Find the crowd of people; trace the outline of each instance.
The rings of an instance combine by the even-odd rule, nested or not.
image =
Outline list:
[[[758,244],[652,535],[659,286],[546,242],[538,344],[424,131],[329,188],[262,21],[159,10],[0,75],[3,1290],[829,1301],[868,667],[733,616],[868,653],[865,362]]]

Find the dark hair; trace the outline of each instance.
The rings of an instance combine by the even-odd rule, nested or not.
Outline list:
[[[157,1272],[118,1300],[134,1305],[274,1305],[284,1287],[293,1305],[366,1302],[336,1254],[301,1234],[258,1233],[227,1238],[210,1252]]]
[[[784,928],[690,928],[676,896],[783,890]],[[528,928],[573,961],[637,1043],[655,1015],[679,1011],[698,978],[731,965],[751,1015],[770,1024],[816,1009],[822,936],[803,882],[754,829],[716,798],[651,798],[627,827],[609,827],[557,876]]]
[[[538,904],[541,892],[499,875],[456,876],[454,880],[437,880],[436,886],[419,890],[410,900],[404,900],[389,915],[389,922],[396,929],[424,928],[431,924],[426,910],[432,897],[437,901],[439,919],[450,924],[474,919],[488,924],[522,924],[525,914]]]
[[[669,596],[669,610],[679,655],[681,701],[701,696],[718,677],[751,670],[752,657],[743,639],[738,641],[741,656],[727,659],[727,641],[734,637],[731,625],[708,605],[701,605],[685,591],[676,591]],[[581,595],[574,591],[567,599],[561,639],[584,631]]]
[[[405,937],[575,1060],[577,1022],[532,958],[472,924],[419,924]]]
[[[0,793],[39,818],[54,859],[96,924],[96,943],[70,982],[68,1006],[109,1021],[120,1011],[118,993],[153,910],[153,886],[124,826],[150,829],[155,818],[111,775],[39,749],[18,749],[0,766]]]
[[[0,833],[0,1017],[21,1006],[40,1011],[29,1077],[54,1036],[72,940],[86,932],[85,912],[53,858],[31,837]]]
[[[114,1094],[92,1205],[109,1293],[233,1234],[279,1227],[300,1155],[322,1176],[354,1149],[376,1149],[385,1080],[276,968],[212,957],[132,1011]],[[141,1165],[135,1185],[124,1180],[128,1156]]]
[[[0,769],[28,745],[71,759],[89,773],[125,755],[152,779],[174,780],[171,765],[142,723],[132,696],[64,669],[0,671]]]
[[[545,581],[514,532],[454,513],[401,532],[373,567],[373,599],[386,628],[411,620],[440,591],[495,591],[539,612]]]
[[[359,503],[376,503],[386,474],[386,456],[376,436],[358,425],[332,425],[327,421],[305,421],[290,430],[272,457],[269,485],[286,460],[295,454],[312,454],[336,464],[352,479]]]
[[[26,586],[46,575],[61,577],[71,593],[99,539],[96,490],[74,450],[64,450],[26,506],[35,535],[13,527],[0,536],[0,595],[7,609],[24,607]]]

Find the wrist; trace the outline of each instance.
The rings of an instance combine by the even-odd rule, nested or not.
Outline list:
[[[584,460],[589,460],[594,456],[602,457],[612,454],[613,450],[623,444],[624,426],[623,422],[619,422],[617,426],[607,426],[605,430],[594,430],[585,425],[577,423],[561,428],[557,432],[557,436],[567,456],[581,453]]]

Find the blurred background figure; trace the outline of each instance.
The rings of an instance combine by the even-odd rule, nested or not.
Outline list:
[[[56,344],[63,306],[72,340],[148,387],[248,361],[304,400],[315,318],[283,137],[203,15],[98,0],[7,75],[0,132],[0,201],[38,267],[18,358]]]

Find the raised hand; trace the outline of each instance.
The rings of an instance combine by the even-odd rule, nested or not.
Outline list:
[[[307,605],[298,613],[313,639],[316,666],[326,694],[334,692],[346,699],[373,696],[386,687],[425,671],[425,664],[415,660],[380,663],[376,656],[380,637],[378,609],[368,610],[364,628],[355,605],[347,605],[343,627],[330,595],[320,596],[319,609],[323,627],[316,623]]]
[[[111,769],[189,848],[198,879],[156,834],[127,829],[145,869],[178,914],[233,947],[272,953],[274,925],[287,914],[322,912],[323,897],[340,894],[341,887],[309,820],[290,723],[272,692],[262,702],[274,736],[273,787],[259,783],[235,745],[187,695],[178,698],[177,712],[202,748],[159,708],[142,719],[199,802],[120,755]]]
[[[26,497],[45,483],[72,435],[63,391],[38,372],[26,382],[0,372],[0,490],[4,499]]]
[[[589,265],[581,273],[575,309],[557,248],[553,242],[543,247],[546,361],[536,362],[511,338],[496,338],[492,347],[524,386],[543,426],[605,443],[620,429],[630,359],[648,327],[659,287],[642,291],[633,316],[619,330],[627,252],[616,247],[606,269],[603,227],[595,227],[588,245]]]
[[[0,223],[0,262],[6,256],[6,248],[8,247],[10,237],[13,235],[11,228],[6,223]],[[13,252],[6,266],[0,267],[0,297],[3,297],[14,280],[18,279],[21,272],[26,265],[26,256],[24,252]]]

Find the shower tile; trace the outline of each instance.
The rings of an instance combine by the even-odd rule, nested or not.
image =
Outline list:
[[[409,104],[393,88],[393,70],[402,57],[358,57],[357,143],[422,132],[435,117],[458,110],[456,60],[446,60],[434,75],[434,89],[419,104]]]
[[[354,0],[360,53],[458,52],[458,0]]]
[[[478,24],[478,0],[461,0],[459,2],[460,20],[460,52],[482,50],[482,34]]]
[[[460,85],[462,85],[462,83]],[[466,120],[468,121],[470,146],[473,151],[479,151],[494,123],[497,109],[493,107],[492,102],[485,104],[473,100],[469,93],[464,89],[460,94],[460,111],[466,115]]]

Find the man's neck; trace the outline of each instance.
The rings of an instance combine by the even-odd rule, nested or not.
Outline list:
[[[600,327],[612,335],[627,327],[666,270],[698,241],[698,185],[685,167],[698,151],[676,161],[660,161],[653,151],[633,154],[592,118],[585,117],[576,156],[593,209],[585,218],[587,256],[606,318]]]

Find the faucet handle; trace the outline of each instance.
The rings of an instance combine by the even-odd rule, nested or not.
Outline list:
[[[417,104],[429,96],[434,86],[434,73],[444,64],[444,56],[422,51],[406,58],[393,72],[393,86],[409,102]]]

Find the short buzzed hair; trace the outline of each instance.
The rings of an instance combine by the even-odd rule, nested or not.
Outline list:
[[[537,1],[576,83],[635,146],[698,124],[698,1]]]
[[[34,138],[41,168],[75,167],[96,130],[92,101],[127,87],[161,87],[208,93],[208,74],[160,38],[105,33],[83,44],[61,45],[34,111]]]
◇ ◇ ◇
Set exercise
Rewrite every entry above so that "trace the outline" becomes "draw the boundary" each time it appears. Keep everything else as it is.

The answer
Find the crowd of people; draw the boundary of each instance.
The rings of an instance combine by the even-odd rule, nested or not.
image =
Outline list:
[[[758,244],[652,535],[659,286],[546,242],[538,344],[424,131],[329,188],[262,21],[159,10],[0,75],[3,1290],[829,1301],[868,667],[733,616],[868,653],[865,362]]]

Find the dark hair; draw the boundary of each instance.
The rings of an instance combine by the even-odd rule, nested or not.
Outline list:
[[[157,1272],[118,1300],[134,1305],[274,1305],[284,1287],[293,1305],[366,1302],[336,1254],[301,1234],[258,1233],[227,1238],[210,1252]]]
[[[784,928],[690,928],[676,896],[783,890]],[[528,928],[573,961],[637,1043],[655,1015],[679,1011],[698,978],[731,965],[751,1015],[770,1024],[816,1009],[822,936],[803,882],[754,829],[716,798],[651,798],[627,827],[609,827],[557,876]]]
[[[538,904],[541,892],[499,875],[456,876],[454,880],[437,880],[436,886],[419,890],[410,900],[404,900],[389,915],[389,922],[396,929],[424,928],[431,924],[426,910],[432,897],[437,901],[439,919],[450,924],[474,919],[488,924],[522,924],[525,914]]]
[[[669,596],[669,610],[679,655],[681,701],[701,696],[718,677],[751,670],[752,657],[743,639],[738,641],[741,656],[727,659],[727,641],[734,637],[731,625],[708,605],[701,605],[685,591],[676,591]],[[581,595],[574,591],[567,599],[561,639],[584,631]]]
[[[405,937],[575,1060],[577,1022],[532,958],[472,924],[419,924]]]
[[[0,793],[39,818],[54,859],[96,924],[96,943],[70,982],[68,1006],[109,1021],[120,1011],[118,993],[153,910],[153,886],[124,826],[150,829],[155,818],[111,775],[39,749],[18,749],[0,766]]]
[[[0,833],[0,1017],[21,1006],[40,1011],[29,1077],[54,1036],[72,940],[86,932],[85,912],[53,858],[31,837]]]
[[[114,1094],[92,1205],[109,1293],[233,1234],[279,1227],[300,1155],[322,1176],[354,1149],[376,1149],[385,1080],[276,968],[212,957],[132,1011]],[[141,1165],[135,1185],[124,1180],[128,1156]]]
[[[0,769],[28,745],[71,759],[89,773],[125,755],[152,779],[174,780],[171,765],[142,723],[132,696],[64,669],[0,671]]]
[[[545,581],[514,532],[454,513],[401,532],[373,567],[373,599],[386,628],[411,620],[440,591],[495,591],[539,612]]]
[[[359,503],[376,503],[386,474],[386,456],[376,436],[358,425],[332,425],[327,421],[305,421],[290,430],[272,457],[269,485],[286,460],[295,454],[312,454],[336,464],[352,479]]]
[[[26,586],[46,575],[61,577],[71,593],[99,539],[96,490],[74,450],[64,450],[26,506],[35,535],[13,527],[0,536],[0,595],[7,609],[24,607]]]

Find the wrist; draw the boundary of each instance.
The rings of an instance combine by the even-odd rule, nested or not.
Outline list:
[[[584,460],[589,460],[594,456],[602,457],[612,454],[613,450],[623,444],[624,426],[623,422],[619,422],[617,426],[607,426],[605,430],[594,430],[585,425],[577,423],[561,428],[557,432],[557,436],[567,456],[581,453]]]

Find the blurred background figure; draw the boundary of each instance.
The rings of an instance combine by the even-odd rule, nested or not.
Outline list:
[[[56,344],[63,306],[72,340],[148,387],[248,361],[304,400],[315,318],[283,137],[203,15],[98,0],[7,75],[0,132],[0,201],[38,267],[18,358]]]

Find the raised hand; draw the boundary of each instance.
The rings of an instance combine by the even-odd rule, nested or not.
Outline list:
[[[307,605],[298,613],[313,639],[316,666],[326,694],[334,692],[346,699],[373,696],[386,687],[425,671],[425,664],[415,660],[380,663],[376,656],[380,637],[378,609],[368,610],[364,628],[355,605],[347,605],[343,627],[330,595],[320,596],[319,609],[323,627],[316,623]]]
[[[111,769],[189,848],[198,879],[156,834],[127,829],[145,869],[178,914],[233,947],[272,953],[274,925],[287,914],[322,912],[323,897],[340,894],[341,887],[309,820],[290,723],[272,692],[262,702],[274,736],[273,787],[259,783],[235,745],[187,695],[178,698],[177,712],[202,748],[159,708],[142,719],[199,802],[120,755]]]
[[[26,497],[45,483],[72,435],[63,391],[38,372],[26,382],[0,372],[0,490],[4,499]]]
[[[589,265],[581,273],[575,309],[557,248],[553,242],[543,247],[546,361],[536,362],[511,338],[496,338],[492,347],[524,386],[543,426],[605,443],[620,429],[630,359],[648,327],[659,287],[642,291],[633,316],[619,330],[627,252],[616,247],[606,269],[603,227],[595,227],[588,245]]]
[[[0,223],[0,262],[6,256],[6,248],[8,247],[10,237],[13,235],[11,228],[6,223]],[[13,252],[6,266],[0,267],[0,297],[3,297],[14,280],[18,279],[21,272],[26,265],[26,256],[24,252]]]

Find the shower tile; draw the boundary of each instance.
The rings of an instance combine by the even-odd rule, nested or not.
image =
Outline list:
[[[409,104],[393,88],[393,70],[402,57],[358,57],[357,143],[422,132],[435,117],[458,110],[456,60],[446,60],[434,75],[434,89],[419,104]]]
[[[354,0],[360,53],[458,52],[458,0]]]
[[[478,24],[478,0],[461,0],[459,2],[460,20],[460,52],[482,50],[482,34]]]
[[[460,85],[462,85],[462,83]],[[466,120],[468,121],[470,146],[473,151],[479,151],[494,123],[497,109],[493,107],[492,102],[485,104],[473,100],[469,93],[464,89],[460,94],[460,111],[466,115]]]

Find the man's neck; draw the boundary of each instance.
The rings of an instance combine by the even-odd rule, nested or not.
Outline list:
[[[600,327],[612,335],[627,327],[666,270],[698,241],[698,185],[685,167],[698,151],[676,161],[660,161],[653,151],[633,154],[592,118],[585,117],[576,156],[593,209],[585,218],[587,256],[606,318]]]

Find the faucet handle; draw the boundary of each instance.
The rings of an instance combine by the even-odd rule, nested or not.
Outline list:
[[[417,104],[429,96],[434,86],[434,73],[444,64],[444,56],[422,51],[406,58],[393,72],[393,86],[409,102]]]

Find the short buzzed hair; draw the boundary of each instance.
The rings of an instance combine by the even-odd rule, nested or not.
Outline list:
[[[537,1],[576,83],[635,146],[698,124],[698,1]]]
[[[34,138],[41,168],[75,167],[96,130],[92,101],[127,87],[161,87],[208,93],[208,74],[160,38],[105,33],[83,44],[61,45],[34,111]]]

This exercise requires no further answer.